Please give the listing again in its entirety, exactly as written.

::: Records for this exercise :::

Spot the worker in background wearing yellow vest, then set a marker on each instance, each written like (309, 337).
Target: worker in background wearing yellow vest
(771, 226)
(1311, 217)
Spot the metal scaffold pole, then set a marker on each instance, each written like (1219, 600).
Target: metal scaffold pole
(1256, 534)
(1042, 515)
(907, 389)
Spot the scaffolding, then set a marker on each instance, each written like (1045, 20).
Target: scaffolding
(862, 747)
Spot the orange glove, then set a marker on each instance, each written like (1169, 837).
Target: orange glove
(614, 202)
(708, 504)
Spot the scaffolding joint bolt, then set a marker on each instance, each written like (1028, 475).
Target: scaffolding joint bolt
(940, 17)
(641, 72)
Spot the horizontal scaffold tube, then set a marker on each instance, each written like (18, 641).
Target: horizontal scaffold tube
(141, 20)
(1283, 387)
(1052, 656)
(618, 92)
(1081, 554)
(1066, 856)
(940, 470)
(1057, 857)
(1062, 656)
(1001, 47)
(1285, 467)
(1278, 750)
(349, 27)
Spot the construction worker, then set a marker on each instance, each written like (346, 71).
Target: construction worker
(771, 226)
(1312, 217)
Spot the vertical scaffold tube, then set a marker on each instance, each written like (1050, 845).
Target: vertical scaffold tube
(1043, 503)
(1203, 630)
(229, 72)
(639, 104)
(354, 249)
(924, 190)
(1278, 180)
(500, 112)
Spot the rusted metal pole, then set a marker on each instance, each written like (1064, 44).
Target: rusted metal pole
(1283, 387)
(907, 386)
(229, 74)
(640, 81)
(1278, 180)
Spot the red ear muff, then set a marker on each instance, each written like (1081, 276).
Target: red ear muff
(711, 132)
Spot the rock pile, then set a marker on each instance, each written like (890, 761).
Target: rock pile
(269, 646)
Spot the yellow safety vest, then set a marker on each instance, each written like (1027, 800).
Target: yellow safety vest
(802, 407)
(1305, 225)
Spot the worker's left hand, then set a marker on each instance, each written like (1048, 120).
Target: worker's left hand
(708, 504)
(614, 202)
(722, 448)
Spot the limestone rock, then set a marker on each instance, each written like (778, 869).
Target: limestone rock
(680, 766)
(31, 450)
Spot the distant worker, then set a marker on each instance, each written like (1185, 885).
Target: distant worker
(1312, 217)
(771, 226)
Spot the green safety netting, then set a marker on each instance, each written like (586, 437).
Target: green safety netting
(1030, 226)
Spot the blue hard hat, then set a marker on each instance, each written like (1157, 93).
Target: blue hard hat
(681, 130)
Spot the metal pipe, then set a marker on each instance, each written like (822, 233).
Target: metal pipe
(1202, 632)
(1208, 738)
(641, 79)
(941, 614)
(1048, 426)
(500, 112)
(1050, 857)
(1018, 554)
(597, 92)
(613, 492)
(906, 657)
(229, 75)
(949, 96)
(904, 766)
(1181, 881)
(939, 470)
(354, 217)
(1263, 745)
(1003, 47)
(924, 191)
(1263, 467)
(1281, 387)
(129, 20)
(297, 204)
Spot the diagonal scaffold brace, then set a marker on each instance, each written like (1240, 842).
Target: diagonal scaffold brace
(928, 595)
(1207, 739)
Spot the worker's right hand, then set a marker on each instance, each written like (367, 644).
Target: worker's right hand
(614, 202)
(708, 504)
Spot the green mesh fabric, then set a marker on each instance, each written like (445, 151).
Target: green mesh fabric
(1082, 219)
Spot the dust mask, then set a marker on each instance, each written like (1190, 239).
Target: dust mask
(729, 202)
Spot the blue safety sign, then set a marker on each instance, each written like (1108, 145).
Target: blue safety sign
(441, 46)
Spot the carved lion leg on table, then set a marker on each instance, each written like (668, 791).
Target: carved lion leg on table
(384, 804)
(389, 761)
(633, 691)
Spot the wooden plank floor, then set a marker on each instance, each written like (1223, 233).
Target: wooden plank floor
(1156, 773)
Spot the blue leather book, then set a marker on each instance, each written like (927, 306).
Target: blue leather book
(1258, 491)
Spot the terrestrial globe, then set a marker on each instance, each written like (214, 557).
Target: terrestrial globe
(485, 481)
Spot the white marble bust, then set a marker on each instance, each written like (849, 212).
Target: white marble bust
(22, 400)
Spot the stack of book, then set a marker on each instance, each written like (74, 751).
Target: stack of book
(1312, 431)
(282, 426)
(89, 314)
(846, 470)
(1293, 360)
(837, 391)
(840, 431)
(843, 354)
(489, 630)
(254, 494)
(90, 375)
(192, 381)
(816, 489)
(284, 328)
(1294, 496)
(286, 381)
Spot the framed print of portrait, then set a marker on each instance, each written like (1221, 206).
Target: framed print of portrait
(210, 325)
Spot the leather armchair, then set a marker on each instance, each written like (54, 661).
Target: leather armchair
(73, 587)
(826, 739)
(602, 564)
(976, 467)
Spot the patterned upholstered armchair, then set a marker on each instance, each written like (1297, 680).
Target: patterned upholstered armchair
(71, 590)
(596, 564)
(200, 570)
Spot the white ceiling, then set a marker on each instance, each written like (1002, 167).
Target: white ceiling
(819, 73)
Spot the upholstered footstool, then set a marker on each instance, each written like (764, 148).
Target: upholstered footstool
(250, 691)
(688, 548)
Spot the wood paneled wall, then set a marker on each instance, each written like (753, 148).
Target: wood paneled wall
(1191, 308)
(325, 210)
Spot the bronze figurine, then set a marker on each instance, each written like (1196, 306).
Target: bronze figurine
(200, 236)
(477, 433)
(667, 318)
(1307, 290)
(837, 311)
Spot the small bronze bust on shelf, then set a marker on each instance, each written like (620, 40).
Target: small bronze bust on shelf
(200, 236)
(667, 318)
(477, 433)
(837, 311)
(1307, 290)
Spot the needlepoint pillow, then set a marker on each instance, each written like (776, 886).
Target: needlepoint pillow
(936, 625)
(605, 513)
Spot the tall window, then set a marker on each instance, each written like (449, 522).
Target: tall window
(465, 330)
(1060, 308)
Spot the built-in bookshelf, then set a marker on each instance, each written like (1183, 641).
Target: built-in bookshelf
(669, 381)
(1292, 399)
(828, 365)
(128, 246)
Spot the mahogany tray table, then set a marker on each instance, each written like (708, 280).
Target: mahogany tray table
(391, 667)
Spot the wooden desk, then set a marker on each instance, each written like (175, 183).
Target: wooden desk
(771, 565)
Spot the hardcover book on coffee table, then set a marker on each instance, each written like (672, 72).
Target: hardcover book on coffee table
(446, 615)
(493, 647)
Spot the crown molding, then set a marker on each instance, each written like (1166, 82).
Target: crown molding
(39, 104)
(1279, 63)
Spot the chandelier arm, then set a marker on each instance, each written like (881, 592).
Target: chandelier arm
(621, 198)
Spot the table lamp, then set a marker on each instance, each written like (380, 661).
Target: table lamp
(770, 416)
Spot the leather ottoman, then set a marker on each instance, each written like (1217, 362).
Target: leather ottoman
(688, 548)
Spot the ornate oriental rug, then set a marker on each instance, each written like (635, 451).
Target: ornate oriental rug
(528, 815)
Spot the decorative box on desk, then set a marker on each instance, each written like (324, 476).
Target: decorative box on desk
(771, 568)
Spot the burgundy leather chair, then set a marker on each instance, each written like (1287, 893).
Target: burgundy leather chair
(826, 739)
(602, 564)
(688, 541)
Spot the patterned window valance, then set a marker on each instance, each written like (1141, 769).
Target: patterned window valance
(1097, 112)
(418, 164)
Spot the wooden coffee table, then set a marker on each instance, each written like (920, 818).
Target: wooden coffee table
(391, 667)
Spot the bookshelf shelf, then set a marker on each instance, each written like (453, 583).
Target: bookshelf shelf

:::

**Complete output:**
Spot the worker in background wearing yellow vest, then set a marker on each instance, each written like (309, 337).
Target: worker in background wearing yellow vest
(771, 226)
(1311, 217)
Spot the metal scaffold pole, then set a marker on each instance, each written like (1219, 600).
Target: metal scaffold pole
(1256, 534)
(1042, 515)
(907, 389)
Spot the scaffolding, then set a marker on each instance, each written like (1045, 20).
Target: scaffolding
(862, 747)
Spot the orange glove, then set a marker on each instance, each written like (1169, 837).
Target: orange glove
(614, 202)
(708, 504)
Spot the scaffolding joint bolt, then set a marker on each instance, each written like (1028, 475).
Target: scaffolding joint bolt
(940, 17)
(641, 72)
Spot the horizontal scaffold tube, then set a marker on each instance, each written like (18, 641).
Target: horizontal scaffold tube
(141, 20)
(1283, 387)
(1052, 656)
(618, 92)
(1081, 554)
(1066, 856)
(940, 470)
(1057, 857)
(1062, 656)
(1001, 47)
(1285, 467)
(1278, 750)
(349, 27)
Spot the construction worker, then set a marker on each instance, each written like (346, 71).
Target: construction worker
(771, 226)
(1312, 217)
Spot the vertical scaffold tube, then set a marker on each instance, each written like (1050, 845).
Target: vertical scaffold tube
(1043, 503)
(1203, 630)
(229, 72)
(639, 104)
(354, 249)
(924, 190)
(1278, 180)
(500, 112)
Spot the rusted metal pole, then set a marker on each instance, each written like (1064, 44).
Target: rusted metal pole
(1283, 387)
(907, 386)
(229, 74)
(640, 81)
(1278, 180)
Spot the red ear muff, then set a marker on each instance, each written like (1081, 276).
Target: red ear muff
(711, 132)
Spot the rock pile, then set a marker on each instance, each written like (890, 761).
Target: rock pile
(269, 646)
Spot the yellow safety vest, then set a marker on each instance, each written like (1027, 800).
Target: yellow safety vest
(802, 407)
(1305, 225)
Spot the worker's left hand, then set a marker on each instance, each written like (1048, 120).
Target: worker's left hand
(708, 504)
(614, 202)
(722, 448)
Spot the limestone rock, then set a marker on each instance, each written like (778, 869).
Target: limestone rock
(680, 766)
(31, 450)
Spot the distant worker, then set a marker on each instance, each written like (1185, 885).
Target: distant worker
(1312, 217)
(771, 226)
Spot the green safety netting, then set a marker on each instance, each written like (586, 437).
Target: green safety netting
(1030, 226)
Spot the blue hard hat, then set a marker on each instance, each written like (1157, 93).
Target: blue hard hat
(681, 130)
Spot the metal pipe, then set a marker on each instance, each written like (822, 233).
Target: metal pipe
(1202, 632)
(1208, 738)
(641, 79)
(941, 614)
(1048, 426)
(500, 112)
(1050, 857)
(1018, 554)
(597, 92)
(613, 492)
(906, 657)
(229, 75)
(949, 96)
(904, 766)
(1181, 881)
(939, 470)
(354, 217)
(1263, 745)
(1003, 47)
(924, 191)
(1263, 467)
(1281, 387)
(129, 20)
(297, 204)
Spot the diagonal scaffold brace, then set a marker on each instance, each written like (1240, 842).
Target: diagonal scaffold brace
(928, 595)
(1207, 739)
Spot the worker's right hand, then set a marker on each instance, each written like (367, 644).
Target: worker's right hand
(614, 202)
(708, 504)
Spot the green mesh fabric, then set a marker on each instance, each written like (445, 151).
Target: green mesh fabric
(1082, 219)
Spot the dust mask, then set a marker on each instance, each written like (1190, 239).
Target: dust mask
(729, 202)
Spot the blue safety sign, then set a marker on each instance, each written like (1108, 145).
Target: blue safety sign
(441, 46)
Spot the carved lion leg on table, then set a marker on each instance, each written like (668, 791).
Target: carved lion leg on table
(384, 804)
(389, 761)
(633, 691)
Spot the wooden plank floor, then set a marker on each instance, each written like (1223, 233).
Target: wooden plank floor
(1156, 773)
Spot the blue leather book, then set a marker on each instance, each written like (927, 306).
Target: blue leather book
(1258, 491)
Spot the terrestrial globe, then set a marker on each instance, each written like (214, 557).
Target: terrestrial globe
(485, 481)
Spot the white marble bust, then set a marker on each instance, each written like (849, 212).
Target: white marble bust
(22, 400)
Spot the stack of book, then set a marker on each instance, each written like (74, 751).
Target: stack of book
(1312, 431)
(282, 426)
(89, 314)
(846, 470)
(1293, 360)
(837, 391)
(840, 431)
(843, 354)
(489, 630)
(254, 494)
(90, 375)
(192, 381)
(816, 489)
(284, 328)
(1294, 496)
(286, 381)
Spot the framed print of portrait, then set a marker on each instance, each written like (1221, 206).
Target: framed print of portrait
(210, 325)
Spot the leather armchair, then set a marker on each instance, each written like (54, 661).
Target: leather armchair
(73, 587)
(826, 739)
(602, 564)
(976, 467)
Spot the patterned upholstered armchair, then set a marker on each instance, each written like (1297, 680).
Target: patterned upholstered armchair
(71, 590)
(596, 564)
(200, 570)
Spot the white ceiling, then set a marker on each instance, each written like (1002, 167).
Target: white ceiling
(819, 73)
Spot the upholstered footstool, then set a marker on each instance, each written like (764, 148).
Target: upholstered footstool
(250, 691)
(688, 548)
Spot the wood paneled wall, then set a marker on each instance, each written like (753, 148).
Target: wood paneled wall
(1191, 308)
(325, 210)
Spot the bronze figurine, then set a marker on each instance, each written like (1196, 306).
Target: bronze figurine
(200, 236)
(477, 433)
(667, 318)
(1307, 290)
(837, 311)
Spot the small bronze bust on shelf, then set a marker on each instance, each written like (620, 40).
Target: small bronze bust on shelf
(200, 236)
(667, 318)
(477, 433)
(837, 311)
(1307, 290)
Spot the needlepoint pillow, then set a marker on each instance, each written like (776, 886).
Target: needlepoint pillow
(936, 625)
(605, 513)
Spot the tall window, then set a marker on each instance, each written like (449, 522).
Target: tall window
(465, 330)
(1060, 308)
Spot the built-in bookshelf, then set a marker on each instance, each written like (1183, 641).
Target: built-in bookshelf
(669, 381)
(1292, 399)
(828, 365)
(128, 246)
Spot the mahogany tray table, then set a marker on each instance, each written like (708, 280).
Target: mahogany tray table
(391, 667)
Spot the wooden desk, then set a marker on each instance, each written like (175, 183).
Target: wooden desk
(771, 565)
Spot the hardcover book on coffee table, then set a marker on each instance, each written like (672, 72).
Target: hardcover book on coffee table
(446, 615)
(493, 647)
Spot the crown molding, then set a marker on each instance, each written like (1166, 82).
Target: crown molding
(39, 104)
(1279, 63)
Spot the chandelier arm, then set a marker on each instance, each written like (881, 592).
Target: chandelier arm
(621, 198)
Spot the table lamp, then set a marker on each instance, each written like (380, 661).
Target: table lamp
(770, 416)
Spot the leather ottoman, then set a marker on each instance, each written like (1217, 362).
Target: leather ottoman
(688, 548)
Spot the ornate oriental rug, then set a marker on each instance, each written like (635, 451).
Target: ornate oriental rug
(528, 815)
Spot the decorative box on desk, then set a marker on each instance, each written like (324, 476).
Target: decorative box on desk
(771, 568)
Spot the burgundy leather chair, then set a marker on each instance, each written like (1287, 893).
Target: burgundy leather chair
(826, 739)
(602, 564)
(688, 541)
Spot the patterned window valance, then set a marker on each instance, each written like (1141, 769).
Target: patterned window valance
(1097, 112)
(418, 164)
Spot the wooden coffee table, then set a marker on each instance, each written like (920, 818).
Target: wooden coffee table
(391, 667)
Spot the bookshelf shelf, then set a marker on each instance, each written like (453, 583).
Target: bookshelf shelf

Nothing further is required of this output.